◆ Saved data entries ◆
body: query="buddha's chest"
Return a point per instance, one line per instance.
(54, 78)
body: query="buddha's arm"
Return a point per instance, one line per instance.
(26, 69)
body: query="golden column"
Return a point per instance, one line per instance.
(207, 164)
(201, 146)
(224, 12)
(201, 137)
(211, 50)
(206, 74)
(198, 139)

◆ Stated goal ◆
Switch "golden" to "gilded" throughout the lines and write them out again, changing nothing else.

◆ Response below ◆
body: query="buddha's chest"
Return a point per instance, one line per instance.
(54, 78)
body: query="buddha's arm"
Return a point per instance, one line per instance.
(26, 69)
body: query="gilded column"
Return a point per instance, one line per instance.
(207, 164)
(201, 146)
(224, 12)
(201, 137)
(211, 50)
(206, 74)
(198, 139)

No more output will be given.